→ How to complete this task:
I would like every record printed again, exactly as shown.
(Beginning of Input)
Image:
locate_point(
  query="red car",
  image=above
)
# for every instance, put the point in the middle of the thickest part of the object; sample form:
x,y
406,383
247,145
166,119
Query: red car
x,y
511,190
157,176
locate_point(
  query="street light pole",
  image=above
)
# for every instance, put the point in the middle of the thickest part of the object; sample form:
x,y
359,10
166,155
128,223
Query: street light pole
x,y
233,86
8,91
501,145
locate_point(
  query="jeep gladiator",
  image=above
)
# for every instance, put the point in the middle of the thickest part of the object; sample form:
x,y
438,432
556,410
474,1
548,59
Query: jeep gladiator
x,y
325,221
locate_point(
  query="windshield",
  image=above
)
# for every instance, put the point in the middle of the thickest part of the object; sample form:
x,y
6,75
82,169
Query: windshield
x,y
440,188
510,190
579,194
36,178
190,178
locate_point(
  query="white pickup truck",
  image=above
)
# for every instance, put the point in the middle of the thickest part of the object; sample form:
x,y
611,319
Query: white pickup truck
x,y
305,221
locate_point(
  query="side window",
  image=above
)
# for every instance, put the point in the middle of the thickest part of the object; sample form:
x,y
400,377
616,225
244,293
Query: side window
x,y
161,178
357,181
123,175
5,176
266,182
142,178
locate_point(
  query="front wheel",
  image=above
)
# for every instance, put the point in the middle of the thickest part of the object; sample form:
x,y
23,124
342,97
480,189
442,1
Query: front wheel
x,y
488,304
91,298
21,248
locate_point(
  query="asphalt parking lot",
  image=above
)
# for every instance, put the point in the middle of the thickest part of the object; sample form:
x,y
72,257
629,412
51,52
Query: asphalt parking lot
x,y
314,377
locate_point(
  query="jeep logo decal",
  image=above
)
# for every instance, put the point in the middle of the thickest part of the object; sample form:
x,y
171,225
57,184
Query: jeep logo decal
(End of Input)
→ Written answer:
Image:
locate_point(
  query="red car",
  image=above
)
# for every instance, put the point in the middle of the thickest part of the object; sample form:
x,y
406,383
247,145
166,119
Query: red car
x,y
511,190
157,176
locate_point(
  query="street light pole",
  image=above
)
# for every instance, put the point in the middle of the thickest part of the object; sample form:
x,y
359,10
166,155
128,223
Query: street light pole
x,y
233,86
8,91
501,145
locate_point(
  query="jeep gladiator",
  image=above
)
# for every instance, put the point in the middle of the thickest part of the object; sample form:
x,y
438,432
556,410
474,1
548,59
Query: jeep gladiator
x,y
325,221
locate_point(
  query="windshield",
  image=above
)
# for every instance, put the point in the middle of the thickest part of the object; sample form:
x,y
6,75
82,169
Query: windshield
x,y
440,188
510,190
579,194
36,178
190,178
locate_point(
  query="white pickup truck",
  image=above
)
# for every instance, put the point in the middle of the thickest part of the object; sample form:
x,y
611,319
Query: white pickup truck
x,y
305,221
locate_point(
  query="side window",
  image=above
)
# for every instance, put the point in the middle of the thickest part of the object; sample form:
x,y
400,377
616,225
244,293
Query: side window
x,y
161,178
357,181
123,175
5,176
266,182
142,178
locate_point(
  query="front wheel",
  image=above
)
# for every instance, put the point in the middle of the thickest part of the object; sample form:
x,y
23,124
342,97
480,189
442,1
Query: front wheel
x,y
488,304
91,298
21,248
locate_point(
  query="asphalt parking lot",
  image=above
)
# for every instance, put the point in the middle of the thickest part of the object; sample form:
x,y
72,257
629,412
51,52
Query: asphalt parking lot
x,y
314,377
locate_point(
  query="jeep logo decal",
  image=above
)
# for every instance, put the point in the middle of the thickest part of the object; sample form:
x,y
171,225
57,184
Query: jeep logo decal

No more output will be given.